_Requirement:_ In the material below, find each line with the word "shirt" and copy it.
——————————
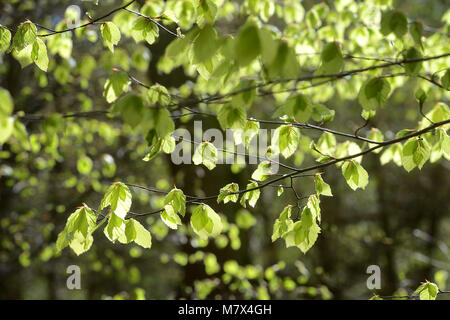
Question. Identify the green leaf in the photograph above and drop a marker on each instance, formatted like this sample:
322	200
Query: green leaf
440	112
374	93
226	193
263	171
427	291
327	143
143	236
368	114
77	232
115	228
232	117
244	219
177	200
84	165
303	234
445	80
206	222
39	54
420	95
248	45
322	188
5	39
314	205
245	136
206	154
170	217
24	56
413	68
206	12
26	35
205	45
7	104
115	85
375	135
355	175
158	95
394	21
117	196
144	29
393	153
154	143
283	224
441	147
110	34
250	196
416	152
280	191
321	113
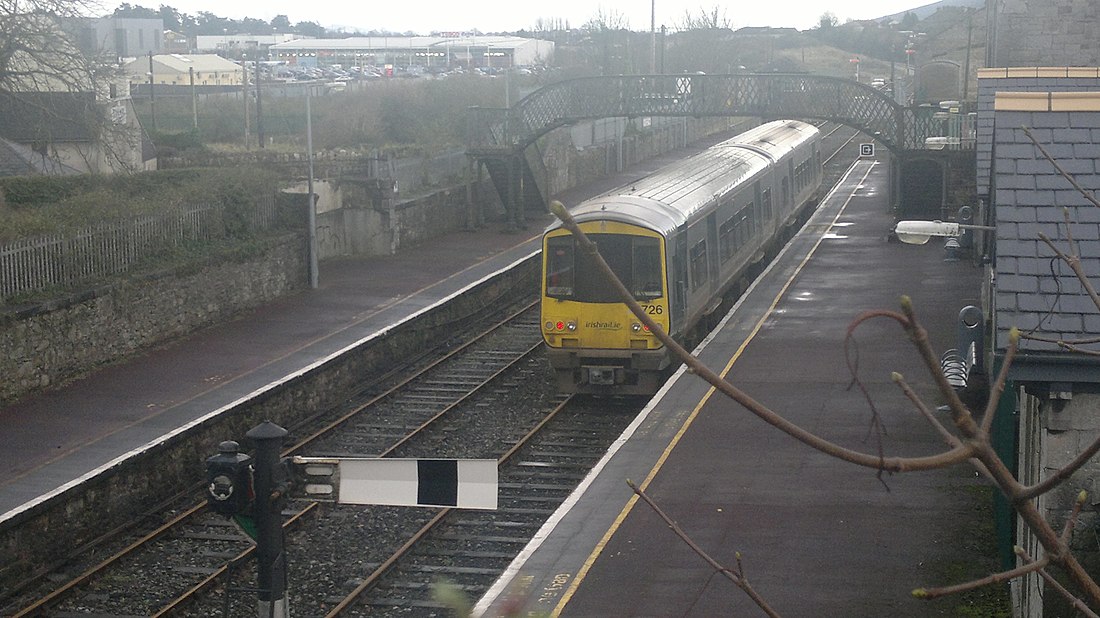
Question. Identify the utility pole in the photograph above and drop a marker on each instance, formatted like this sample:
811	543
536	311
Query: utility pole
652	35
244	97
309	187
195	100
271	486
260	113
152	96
——————————
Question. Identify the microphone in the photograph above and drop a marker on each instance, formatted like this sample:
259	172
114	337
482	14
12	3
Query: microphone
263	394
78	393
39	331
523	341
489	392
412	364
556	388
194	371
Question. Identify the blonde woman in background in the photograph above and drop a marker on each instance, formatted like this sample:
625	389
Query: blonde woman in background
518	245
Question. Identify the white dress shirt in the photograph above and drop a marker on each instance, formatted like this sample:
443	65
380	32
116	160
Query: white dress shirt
——————————
_Answer box:_
Question. Identify the white dress shirt in the photograph above and drop a marker on each instance, formatted like this sample:
Query: white dress shirt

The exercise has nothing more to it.